Exercise prompt: Count how many lines of the items below contain the word "segment". Reply with that number alone.

Entries:

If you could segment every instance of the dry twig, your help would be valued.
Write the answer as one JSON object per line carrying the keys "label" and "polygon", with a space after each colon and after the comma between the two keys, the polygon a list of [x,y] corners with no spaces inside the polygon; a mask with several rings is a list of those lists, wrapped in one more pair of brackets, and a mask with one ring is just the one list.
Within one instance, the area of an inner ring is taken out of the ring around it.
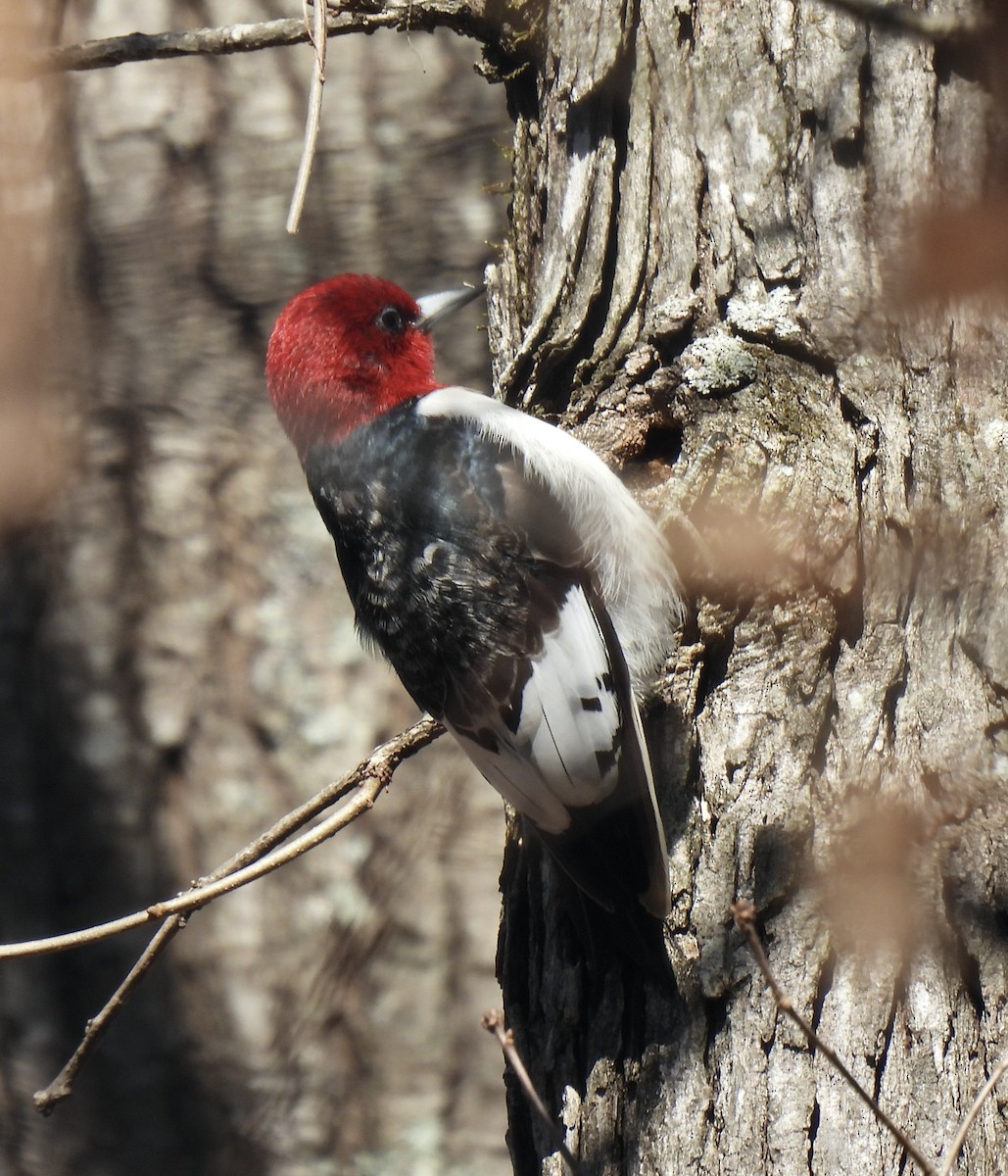
{"label": "dry twig", "polygon": [[518,1078],[522,1089],[525,1091],[525,1097],[532,1104],[532,1108],[539,1118],[542,1118],[542,1121],[546,1124],[553,1147],[564,1157],[564,1162],[574,1176],[579,1176],[580,1168],[577,1160],[574,1160],[571,1155],[570,1148],[564,1142],[564,1132],[560,1130],[556,1120],[546,1110],[545,1103],[539,1097],[539,1091],[536,1090],[536,1087],[529,1076],[529,1071],[525,1069],[522,1055],[515,1045],[515,1034],[510,1029],[504,1028],[504,1015],[498,1013],[497,1009],[490,1009],[489,1013],[483,1014],[479,1018],[479,1023],[488,1033],[492,1033],[497,1038],[508,1064],[515,1071],[515,1076]]}
{"label": "dry twig", "polygon": [[[359,763],[356,768],[354,768],[352,771],[349,771],[341,780],[329,784],[327,788],[323,788],[320,793],[313,796],[311,800],[307,801],[294,811],[288,813],[284,817],[277,821],[271,829],[262,834],[262,836],[257,837],[251,844],[247,846],[238,854],[235,854],[222,866],[217,867],[213,874],[194,882],[187,895],[199,898],[199,906],[203,906],[206,902],[209,902],[210,900],[207,896],[207,891],[210,889],[211,883],[224,878],[234,878],[240,871],[243,871],[246,867],[251,866],[251,863],[257,861],[261,862],[273,848],[285,841],[291,833],[302,828],[314,816],[317,816],[325,808],[335,804],[336,801],[342,800],[343,796],[370,779],[372,781],[371,789],[368,789],[362,794],[362,796],[355,797],[354,802],[344,806],[340,813],[334,814],[330,821],[320,826],[318,829],[313,830],[313,834],[307,837],[300,838],[298,842],[288,847],[288,850],[294,849],[295,846],[301,846],[309,838],[318,837],[318,840],[324,840],[324,837],[318,836],[323,829],[328,829],[329,833],[327,835],[331,836],[338,828],[343,828],[345,824],[349,824],[350,821],[367,811],[382,789],[388,786],[392,773],[403,762],[403,760],[409,759],[421,748],[426,747],[428,743],[436,740],[443,730],[444,728],[441,723],[435,722],[435,720],[423,719],[421,722],[415,723],[395,739],[383,743],[382,747],[372,751],[371,755],[364,760],[363,763]],[[314,843],[317,844],[318,841],[315,840]],[[301,851],[305,851],[308,848],[311,847],[305,846],[305,848]],[[274,862],[273,868],[281,864],[280,856],[281,855],[274,855],[270,858],[270,861]],[[297,854],[293,854],[291,856],[297,856]],[[251,877],[246,878],[246,881],[251,881]],[[182,897],[186,897],[187,895],[183,895]],[[162,903],[160,906],[164,907],[166,904]],[[150,907],[143,914],[145,916],[149,916],[150,913],[156,909],[157,907]],[[154,961],[159,955],[161,955],[175,935],[186,926],[188,914],[181,911],[176,911],[164,920],[154,937],[145,948],[140,958],[130,968],[122,983],[119,988],[116,988],[115,993],[113,993],[108,1001],[106,1001],[101,1011],[88,1021],[83,1037],[67,1063],[43,1090],[36,1091],[34,1097],[36,1110],[43,1115],[49,1115],[58,1103],[68,1098],[70,1094],[73,1094],[73,1083],[78,1071],[94,1051],[94,1048],[105,1035],[116,1014],[125,1007],[129,996],[133,994],[133,990],[147,975]],[[116,922],[121,923],[123,921],[119,920]],[[113,926],[115,924],[105,924],[106,928]],[[48,948],[49,950],[75,947],[79,942],[90,942],[90,938],[81,937],[86,934],[87,933],[75,933],[69,936],[54,936],[52,940],[36,940],[29,943],[7,944],[6,947],[0,947],[0,958],[41,954],[41,950],[46,950],[45,946],[52,944],[54,941],[59,942],[60,947]]]}
{"label": "dry twig", "polygon": [[822,1056],[829,1062],[829,1064],[836,1070],[836,1073],[844,1078],[858,1097],[867,1103],[875,1118],[882,1124],[882,1127],[886,1128],[887,1131],[892,1134],[892,1136],[903,1148],[925,1176],[938,1176],[935,1169],[921,1154],[920,1148],[918,1148],[902,1128],[898,1127],[896,1123],[889,1118],[889,1116],[847,1069],[840,1060],[839,1054],[836,1054],[831,1045],[826,1044],[826,1042],[819,1036],[805,1017],[801,1016],[798,1009],[795,1009],[791,997],[781,989],[780,984],[778,984],[777,976],[774,976],[773,970],[770,967],[770,961],[766,957],[759,934],[757,933],[755,907],[753,907],[750,902],[735,902],[732,904],[732,917],[735,921],[735,927],[738,927],[742,935],[745,935],[750,951],[752,951],[755,962],[759,964],[759,970],[762,973],[764,980],[766,980],[767,987],[773,995],[774,1003],[778,1009],[780,1009],[786,1017],[798,1025],[809,1047],[822,1054]]}
{"label": "dry twig", "polygon": [[891,0],[825,0],[831,8],[839,8],[859,20],[878,25],[894,33],[906,33],[926,41],[967,40],[980,33],[980,24],[968,21],[961,13],[919,12],[906,4]]}
{"label": "dry twig", "polygon": [[[458,0],[377,0],[358,6],[345,5],[329,13],[325,22],[329,36],[347,33],[372,33],[378,28],[409,28],[432,32],[450,28],[462,36],[472,36],[505,52],[518,51],[519,35],[511,35],[495,22]],[[217,56],[230,53],[254,53],[258,49],[302,45],[311,39],[304,20],[290,16],[250,25],[227,25],[219,28],[191,28],[180,33],[128,33],[101,40],[65,45],[32,58],[4,62],[7,72],[49,73],[79,69],[107,69],[129,61],[154,61],[164,58]]]}
{"label": "dry twig", "polygon": [[955,1138],[949,1145],[948,1155],[945,1157],[945,1163],[941,1165],[940,1176],[952,1176],[952,1169],[955,1167],[955,1161],[959,1157],[959,1152],[962,1150],[962,1144],[966,1143],[966,1136],[970,1127],[973,1127],[973,1121],[980,1112],[980,1108],[983,1105],[985,1101],[997,1085],[999,1080],[1006,1074],[1008,1074],[1008,1050],[1001,1055],[1001,1058],[994,1067],[990,1077],[983,1083],[980,1088],[980,1093],[973,1100],[973,1105],[967,1111],[959,1130],[955,1132]]}
{"label": "dry twig", "polygon": [[[444,728],[434,719],[422,719],[408,730],[389,740],[377,748],[363,763],[348,773],[342,780],[323,789],[305,804],[294,813],[288,814],[277,822],[273,829],[258,837],[253,844],[246,847],[236,854],[229,862],[206,878],[200,878],[193,888],[184,890],[174,898],[157,902],[146,910],[125,915],[122,918],[114,918],[107,923],[99,923],[80,931],[70,931],[66,935],[52,935],[42,940],[26,940],[22,943],[0,944],[0,960],[14,960],[22,956],[48,955],[54,951],[66,951],[69,948],[81,947],[85,943],[94,943],[99,940],[109,938],[122,931],[128,931],[134,927],[142,927],[153,920],[164,918],[168,915],[189,914],[204,907],[208,902],[228,894],[238,887],[253,882],[264,874],[269,874],[280,866],[309,849],[327,841],[340,829],[350,824],[361,814],[365,813],[375,803],[375,800],[385,789],[391,780],[392,773],[403,762],[415,755],[421,748],[432,743]],[[367,787],[364,787],[367,786]],[[325,821],[314,829],[291,841],[281,849],[274,849],[281,841],[293,831],[301,828],[308,820],[328,808],[336,800],[345,796],[355,788],[359,788],[356,796],[337,809]],[[273,851],[270,851],[273,850]]]}
{"label": "dry twig", "polygon": [[[308,25],[308,0],[304,0],[304,24]],[[304,198],[308,195],[308,181],[311,179],[311,165],[315,162],[318,127],[322,122],[322,87],[325,85],[325,46],[329,40],[325,5],[322,0],[315,4],[310,32],[311,44],[315,47],[315,68],[311,71],[311,87],[308,92],[308,115],[304,122],[301,162],[297,165],[297,179],[290,198],[290,212],[287,214],[288,233],[296,233],[301,227],[301,214],[304,211]]]}

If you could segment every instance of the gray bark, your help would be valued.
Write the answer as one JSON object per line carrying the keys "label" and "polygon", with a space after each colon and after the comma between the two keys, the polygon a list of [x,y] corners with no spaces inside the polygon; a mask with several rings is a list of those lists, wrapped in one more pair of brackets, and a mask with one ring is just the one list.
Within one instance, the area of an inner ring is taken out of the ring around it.
{"label": "gray bark", "polygon": [[[966,223],[1003,111],[947,47],[821,5],[552,5],[537,32],[498,380],[637,460],[697,608],[650,722],[678,990],[572,964],[512,847],[509,1021],[587,1172],[895,1172],[728,908],[938,1156],[1006,1043],[1008,335],[992,299],[893,279],[915,209]],[[962,1170],[1001,1170],[1003,1098]],[[538,1171],[513,1089],[510,1115]]]}
{"label": "gray bark", "polygon": [[[129,31],[114,4],[73,15],[66,42]],[[164,2],[142,21],[194,15]],[[332,44],[297,239],[309,47],[128,65],[53,95],[68,221],[39,235],[65,258],[45,335],[66,342],[67,445],[49,517],[5,549],[4,940],[188,886],[415,717],[359,647],[262,363],[282,301],[316,279],[421,294],[479,274],[508,125],[475,55],[448,33]],[[441,361],[485,386],[478,320]],[[430,749],[330,846],[195,916],[47,1120],[32,1093],[146,938],[5,964],[0,1171],[505,1169],[479,1028],[500,1002],[503,834],[493,794]]]}
{"label": "gray bark", "polygon": [[[230,8],[214,18],[260,14]],[[506,24],[490,72],[515,119],[497,383],[624,469],[694,603],[647,719],[676,988],[589,965],[512,838],[509,1022],[589,1172],[899,1171],[777,1016],[728,907],[755,904],[797,1007],[938,1155],[1008,1041],[1008,334],[981,295],[903,303],[892,274],[920,206],[965,226],[997,192],[997,92],[949,46],[812,4],[477,16]],[[103,19],[65,39],[125,32]],[[332,621],[260,363],[311,279],[419,292],[497,235],[473,194],[499,91],[459,96],[436,45],[425,74],[408,42],[330,60],[302,245],[282,221],[307,49],[70,89],[76,460],[6,552],[5,937],[186,884],[409,719]],[[462,107],[478,146],[451,138]],[[45,1123],[27,1095],[135,948],[6,967],[2,1163],[499,1171],[499,1063],[470,1028],[493,1000],[499,817],[437,750],[338,849],[201,913]],[[961,1170],[1003,1167],[1004,1097]],[[515,1170],[559,1171],[511,1082],[508,1103]]]}

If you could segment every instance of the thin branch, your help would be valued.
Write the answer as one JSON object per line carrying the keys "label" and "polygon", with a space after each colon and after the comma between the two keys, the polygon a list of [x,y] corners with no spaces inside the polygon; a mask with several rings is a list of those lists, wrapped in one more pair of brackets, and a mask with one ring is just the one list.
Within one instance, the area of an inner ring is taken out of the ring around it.
{"label": "thin branch", "polygon": [[33,1102],[36,1111],[41,1115],[52,1115],[58,1103],[61,1103],[65,1098],[69,1098],[73,1094],[74,1080],[78,1076],[78,1071],[94,1053],[95,1045],[98,1045],[105,1036],[106,1030],[115,1018],[116,1014],[122,1011],[126,1002],[133,995],[133,990],[150,970],[154,961],[159,955],[161,955],[164,948],[184,926],[184,915],[173,915],[157,928],[157,933],[154,938],[152,938],[152,941],[147,944],[143,954],[129,969],[129,973],[119,988],[116,988],[112,996],[105,1002],[105,1007],[101,1013],[88,1020],[83,1037],[81,1038],[78,1048],[70,1055],[69,1061],[45,1088],[45,1090],[35,1091]]}
{"label": "thin branch", "polygon": [[[308,0],[305,0],[304,22],[308,24]],[[308,91],[308,115],[304,123],[304,143],[301,148],[301,162],[297,165],[297,179],[294,182],[294,195],[290,198],[290,212],[287,214],[287,232],[296,233],[301,227],[301,214],[304,211],[304,198],[308,195],[308,181],[311,179],[311,165],[315,162],[315,148],[318,143],[318,127],[322,123],[322,87],[325,85],[325,5],[317,2],[313,13],[311,44],[315,46],[315,68],[311,71],[311,86]]]}
{"label": "thin branch", "polygon": [[[66,935],[53,935],[42,940],[27,940],[22,943],[0,944],[0,960],[14,960],[23,956],[48,955],[53,951],[66,951],[68,948],[81,947],[85,943],[95,943],[99,940],[120,935],[122,931],[132,930],[134,927],[143,927],[154,920],[164,918],[168,915],[188,914],[199,910],[208,902],[236,890],[238,887],[262,877],[264,874],[277,869],[280,866],[307,854],[309,849],[327,841],[340,829],[350,824],[362,813],[370,809],[376,799],[388,787],[392,773],[403,762],[415,755],[421,748],[432,743],[444,728],[434,719],[422,719],[409,730],[403,731],[395,739],[389,740],[377,748],[362,764],[358,764],[351,773],[329,788],[323,789],[314,796],[307,804],[302,806],[295,814],[288,814],[283,821],[278,822],[274,829],[260,837],[253,846],[247,847],[235,855],[230,862],[219,870],[215,870],[208,878],[201,878],[190,890],[186,890],[174,898],[154,903],[146,910],[125,915],[122,918],[114,918],[107,923],[99,923],[94,927],[85,928],[80,931],[70,931]],[[363,787],[367,784],[367,787]],[[357,795],[347,804],[337,809],[325,821],[314,829],[291,841],[282,849],[273,853],[264,853],[282,840],[295,828],[304,823],[304,820],[315,815],[332,803],[334,799],[345,795],[352,788],[358,787]],[[278,829],[285,831],[280,836]]]}
{"label": "thin branch", "polygon": [[[450,28],[506,53],[517,54],[518,31],[502,29],[481,6],[464,0],[359,0],[329,13],[325,29],[329,36],[347,33],[372,33],[378,28],[432,32]],[[101,40],[65,45],[19,62],[4,64],[5,72],[48,73],[80,69],[107,69],[130,61],[154,61],[166,58],[216,56],[230,53],[254,53],[258,49],[302,45],[310,40],[303,20],[289,16],[249,25],[219,28],[193,28],[180,33],[128,33]]]}
{"label": "thin branch", "polygon": [[980,21],[970,21],[961,13],[946,14],[919,12],[892,0],[822,0],[831,8],[839,8],[858,20],[868,21],[894,33],[906,33],[926,41],[962,41],[976,36]]}
{"label": "thin branch", "polygon": [[529,1071],[525,1069],[522,1055],[515,1045],[515,1034],[510,1029],[504,1028],[504,1015],[498,1013],[497,1009],[490,1009],[489,1013],[483,1014],[479,1018],[479,1023],[488,1033],[492,1033],[497,1038],[508,1064],[515,1071],[515,1076],[518,1078],[522,1089],[525,1091],[525,1097],[532,1104],[539,1118],[542,1118],[542,1121],[546,1124],[553,1147],[564,1157],[564,1162],[574,1176],[580,1176],[580,1167],[578,1165],[577,1160],[574,1160],[571,1155],[570,1148],[564,1142],[564,1132],[560,1130],[557,1121],[546,1110],[545,1103],[539,1097],[539,1091],[536,1090],[536,1087],[529,1076]]}
{"label": "thin branch", "polygon": [[896,1142],[902,1147],[907,1155],[914,1161],[914,1163],[920,1168],[925,1176],[938,1176],[935,1169],[921,1154],[918,1145],[909,1138],[902,1128],[898,1127],[889,1116],[882,1110],[882,1108],[875,1102],[875,1100],[868,1094],[867,1090],[861,1085],[860,1082],[854,1077],[854,1075],[847,1069],[840,1056],[835,1050],[827,1045],[826,1042],[817,1034],[812,1025],[801,1016],[801,1014],[795,1009],[789,996],[786,995],[784,989],[777,982],[777,976],[774,976],[773,970],[770,967],[770,961],[766,957],[766,953],[762,949],[762,943],[760,943],[759,934],[757,933],[755,926],[755,907],[750,902],[735,902],[732,904],[732,917],[735,921],[735,927],[745,935],[746,942],[748,943],[750,951],[752,951],[755,962],[759,964],[759,969],[767,982],[774,1002],[778,1009],[788,1017],[798,1028],[801,1030],[805,1040],[808,1042],[809,1047],[818,1050],[822,1056],[829,1062],[829,1064],[836,1070],[836,1073],[846,1081],[851,1089],[861,1098],[872,1110],[875,1118],[886,1128],[887,1131],[896,1140]]}
{"label": "thin branch", "polygon": [[992,1091],[997,1085],[999,1080],[1002,1078],[1004,1074],[1008,1074],[1008,1050],[1001,1055],[1001,1058],[994,1067],[994,1071],[990,1077],[983,1083],[980,1089],[980,1094],[977,1094],[977,1096],[973,1100],[973,1105],[969,1108],[966,1118],[962,1121],[962,1124],[960,1125],[959,1131],[948,1149],[945,1163],[941,1165],[941,1176],[950,1176],[952,1169],[955,1167],[955,1161],[959,1157],[959,1152],[962,1150],[962,1144],[966,1143],[966,1136],[970,1127],[973,1127],[973,1121],[980,1114],[980,1108],[990,1096]]}

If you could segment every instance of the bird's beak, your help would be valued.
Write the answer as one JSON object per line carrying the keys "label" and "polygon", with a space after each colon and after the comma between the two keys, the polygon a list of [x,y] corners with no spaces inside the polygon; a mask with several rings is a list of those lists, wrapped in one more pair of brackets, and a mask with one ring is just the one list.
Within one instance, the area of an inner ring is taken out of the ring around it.
{"label": "bird's beak", "polygon": [[479,298],[484,289],[481,282],[479,286],[463,286],[457,290],[445,290],[443,294],[424,294],[417,299],[421,316],[416,326],[423,332],[429,332],[435,323],[468,306],[475,298]]}

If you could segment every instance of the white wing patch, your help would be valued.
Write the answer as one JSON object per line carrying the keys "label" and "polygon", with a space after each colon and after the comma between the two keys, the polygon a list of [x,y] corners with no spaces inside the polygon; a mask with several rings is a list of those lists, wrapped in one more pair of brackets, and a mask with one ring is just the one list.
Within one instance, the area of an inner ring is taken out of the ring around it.
{"label": "white wing patch", "polygon": [[438,388],[421,399],[417,413],[469,421],[509,446],[525,476],[549,490],[599,579],[634,689],[650,686],[685,606],[664,537],[623,482],[570,434],[478,392]]}
{"label": "white wing patch", "polygon": [[570,824],[567,808],[612,793],[620,740],[637,737],[630,716],[624,733],[605,640],[579,584],[567,593],[559,623],[544,634],[531,668],[517,730],[503,715],[488,724],[496,751],[455,729],[452,734],[510,804],[545,833],[563,833]]}

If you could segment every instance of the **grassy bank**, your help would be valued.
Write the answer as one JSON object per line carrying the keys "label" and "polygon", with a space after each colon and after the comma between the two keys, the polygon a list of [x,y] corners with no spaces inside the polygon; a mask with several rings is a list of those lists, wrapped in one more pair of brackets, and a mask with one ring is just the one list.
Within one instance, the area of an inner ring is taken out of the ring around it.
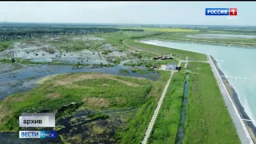
{"label": "grassy bank", "polygon": [[188,56],[190,60],[206,61],[206,55],[198,53],[140,43],[132,40],[126,40],[124,42],[138,50],[142,50],[160,55],[174,54],[175,58],[184,60],[186,60],[186,57]]}
{"label": "grassy bank", "polygon": [[174,73],[154,123],[149,143],[175,143],[180,122],[186,74]]}
{"label": "grassy bank", "polygon": [[[94,73],[46,77],[38,81],[40,86],[26,93],[9,96],[0,102],[0,131],[23,130],[18,127],[17,122],[22,113],[45,110],[53,112],[58,110],[56,130],[63,142],[87,142],[92,138],[92,138],[94,142],[98,142],[95,139],[98,137],[115,143],[139,143],[169,77],[170,74],[166,72],[161,72],[161,77],[157,82]],[[80,104],[74,108],[63,108],[72,102]],[[99,112],[95,113],[96,116],[90,114],[86,118],[73,118],[70,122],[64,121],[66,122],[63,123],[63,119],[72,118],[77,110]],[[102,112],[106,110],[124,112],[113,116]],[[102,124],[98,126],[102,121],[108,123],[107,127]],[[82,125],[85,122],[85,125]],[[96,125],[98,128],[94,128]],[[82,133],[78,131],[81,127],[85,129]],[[89,132],[86,130],[88,130],[86,127],[90,130],[90,128],[95,129],[96,131],[89,130],[91,134],[84,138],[82,134]],[[76,131],[75,138],[72,131]],[[102,133],[105,135],[101,135]],[[66,137],[66,134],[71,134],[70,138]],[[108,139],[109,134],[111,139]]]}
{"label": "grassy bank", "polygon": [[[199,68],[199,69],[198,69]],[[190,62],[185,143],[241,143],[207,63]]]}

Exercise response: 6